--- EXERCISE OBJECTIVE ---
Extract every line of the material below that contains the string "stone". Matching is case-sensitive.

[start of DATA TO USE]

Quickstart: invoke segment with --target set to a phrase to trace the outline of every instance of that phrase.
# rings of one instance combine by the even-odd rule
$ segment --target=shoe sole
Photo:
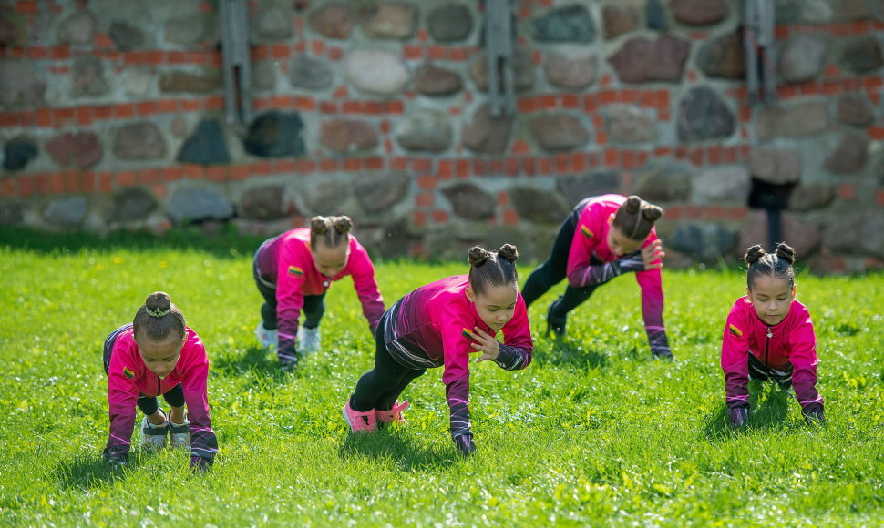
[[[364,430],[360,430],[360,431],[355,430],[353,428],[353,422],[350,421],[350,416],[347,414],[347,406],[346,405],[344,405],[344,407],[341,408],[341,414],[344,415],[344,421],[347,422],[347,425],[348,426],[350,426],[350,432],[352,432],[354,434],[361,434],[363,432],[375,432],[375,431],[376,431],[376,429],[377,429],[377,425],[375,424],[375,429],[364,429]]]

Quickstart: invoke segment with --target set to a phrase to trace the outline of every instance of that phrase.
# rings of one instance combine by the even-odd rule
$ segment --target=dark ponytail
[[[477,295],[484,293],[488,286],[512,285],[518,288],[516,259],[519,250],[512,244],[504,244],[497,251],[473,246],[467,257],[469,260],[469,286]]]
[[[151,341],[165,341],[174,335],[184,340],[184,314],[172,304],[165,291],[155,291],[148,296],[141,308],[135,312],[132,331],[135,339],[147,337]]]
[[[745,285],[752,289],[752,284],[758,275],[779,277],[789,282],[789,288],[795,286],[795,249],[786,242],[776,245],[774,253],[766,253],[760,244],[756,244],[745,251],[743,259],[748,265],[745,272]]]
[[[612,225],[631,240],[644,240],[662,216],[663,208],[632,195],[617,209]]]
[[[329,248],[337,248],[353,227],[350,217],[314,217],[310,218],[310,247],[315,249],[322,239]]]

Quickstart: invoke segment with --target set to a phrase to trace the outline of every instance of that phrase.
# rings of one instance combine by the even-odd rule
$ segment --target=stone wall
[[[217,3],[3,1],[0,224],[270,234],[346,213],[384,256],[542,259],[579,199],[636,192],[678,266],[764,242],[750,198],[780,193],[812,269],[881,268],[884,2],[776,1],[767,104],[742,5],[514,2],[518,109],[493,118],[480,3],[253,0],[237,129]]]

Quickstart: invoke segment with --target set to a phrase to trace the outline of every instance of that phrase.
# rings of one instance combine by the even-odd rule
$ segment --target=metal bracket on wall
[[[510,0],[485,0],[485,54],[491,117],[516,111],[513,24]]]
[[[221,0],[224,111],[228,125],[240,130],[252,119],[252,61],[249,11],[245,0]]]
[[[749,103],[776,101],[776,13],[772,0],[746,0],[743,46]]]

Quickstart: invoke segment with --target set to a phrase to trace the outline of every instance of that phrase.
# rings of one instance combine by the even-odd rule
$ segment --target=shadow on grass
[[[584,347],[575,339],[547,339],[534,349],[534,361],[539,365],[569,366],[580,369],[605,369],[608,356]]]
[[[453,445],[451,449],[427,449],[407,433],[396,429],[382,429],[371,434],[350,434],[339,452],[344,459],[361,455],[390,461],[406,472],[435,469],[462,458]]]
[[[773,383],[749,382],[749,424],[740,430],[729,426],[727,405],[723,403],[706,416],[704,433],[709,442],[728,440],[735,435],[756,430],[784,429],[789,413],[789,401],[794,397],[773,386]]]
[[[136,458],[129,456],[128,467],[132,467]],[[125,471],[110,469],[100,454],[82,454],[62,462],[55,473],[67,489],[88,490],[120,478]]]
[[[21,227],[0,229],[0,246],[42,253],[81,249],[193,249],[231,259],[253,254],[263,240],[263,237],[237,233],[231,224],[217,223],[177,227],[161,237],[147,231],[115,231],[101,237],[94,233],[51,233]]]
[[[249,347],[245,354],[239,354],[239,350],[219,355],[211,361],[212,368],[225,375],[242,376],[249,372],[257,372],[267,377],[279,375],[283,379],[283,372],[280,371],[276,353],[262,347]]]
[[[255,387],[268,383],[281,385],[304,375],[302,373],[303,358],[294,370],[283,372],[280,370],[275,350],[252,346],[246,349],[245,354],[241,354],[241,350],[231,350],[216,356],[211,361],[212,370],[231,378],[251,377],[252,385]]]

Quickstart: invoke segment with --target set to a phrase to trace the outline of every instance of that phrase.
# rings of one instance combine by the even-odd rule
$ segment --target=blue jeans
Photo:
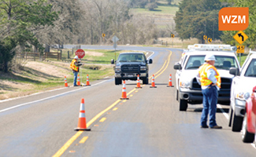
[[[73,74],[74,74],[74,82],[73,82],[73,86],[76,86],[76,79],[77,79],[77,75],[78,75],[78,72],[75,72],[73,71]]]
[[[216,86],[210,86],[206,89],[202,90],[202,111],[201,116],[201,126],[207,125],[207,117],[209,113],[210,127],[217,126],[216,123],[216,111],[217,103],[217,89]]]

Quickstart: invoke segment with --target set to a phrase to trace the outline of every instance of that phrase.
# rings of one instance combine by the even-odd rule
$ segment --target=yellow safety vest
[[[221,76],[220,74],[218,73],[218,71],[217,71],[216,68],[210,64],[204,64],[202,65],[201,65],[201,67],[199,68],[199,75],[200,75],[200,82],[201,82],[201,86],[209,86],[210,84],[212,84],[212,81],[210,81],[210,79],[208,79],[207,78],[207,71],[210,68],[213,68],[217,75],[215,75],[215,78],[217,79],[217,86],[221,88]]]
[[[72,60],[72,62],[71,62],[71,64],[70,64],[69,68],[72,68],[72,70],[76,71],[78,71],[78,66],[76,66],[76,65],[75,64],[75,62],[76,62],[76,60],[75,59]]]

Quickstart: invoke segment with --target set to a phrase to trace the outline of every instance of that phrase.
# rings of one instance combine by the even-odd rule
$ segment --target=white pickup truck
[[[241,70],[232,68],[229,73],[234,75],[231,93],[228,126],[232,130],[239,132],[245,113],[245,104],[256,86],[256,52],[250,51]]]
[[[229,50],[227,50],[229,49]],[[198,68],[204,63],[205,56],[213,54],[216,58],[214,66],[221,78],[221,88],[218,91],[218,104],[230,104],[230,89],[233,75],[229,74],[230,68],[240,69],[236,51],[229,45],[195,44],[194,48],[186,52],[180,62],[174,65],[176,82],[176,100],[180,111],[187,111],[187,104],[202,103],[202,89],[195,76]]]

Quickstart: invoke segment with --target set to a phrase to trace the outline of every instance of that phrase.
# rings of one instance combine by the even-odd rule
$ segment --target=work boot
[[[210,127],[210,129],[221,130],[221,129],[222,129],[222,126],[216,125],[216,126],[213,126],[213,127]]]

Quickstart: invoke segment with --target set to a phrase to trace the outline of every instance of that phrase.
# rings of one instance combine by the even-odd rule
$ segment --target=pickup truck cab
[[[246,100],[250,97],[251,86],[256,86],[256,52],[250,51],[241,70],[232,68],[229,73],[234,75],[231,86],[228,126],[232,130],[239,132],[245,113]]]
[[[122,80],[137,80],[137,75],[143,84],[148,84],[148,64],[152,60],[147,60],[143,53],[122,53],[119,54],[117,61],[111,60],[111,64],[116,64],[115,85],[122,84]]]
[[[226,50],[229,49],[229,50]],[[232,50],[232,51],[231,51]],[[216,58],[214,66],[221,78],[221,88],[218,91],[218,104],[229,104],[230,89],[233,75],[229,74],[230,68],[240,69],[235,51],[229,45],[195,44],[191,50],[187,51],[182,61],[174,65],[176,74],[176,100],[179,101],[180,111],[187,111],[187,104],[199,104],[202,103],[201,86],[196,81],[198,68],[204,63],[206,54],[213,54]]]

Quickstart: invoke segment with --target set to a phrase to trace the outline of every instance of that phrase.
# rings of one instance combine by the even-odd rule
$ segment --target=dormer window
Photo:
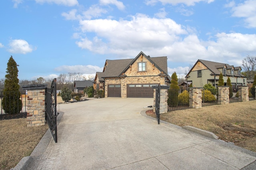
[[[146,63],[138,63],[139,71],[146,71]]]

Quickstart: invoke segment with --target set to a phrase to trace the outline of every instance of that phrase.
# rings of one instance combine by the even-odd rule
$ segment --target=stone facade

[end of DATA TO USE]

--- FINAL ANSWER ---
$ segment --target=stone wall
$ segment --target=stone facade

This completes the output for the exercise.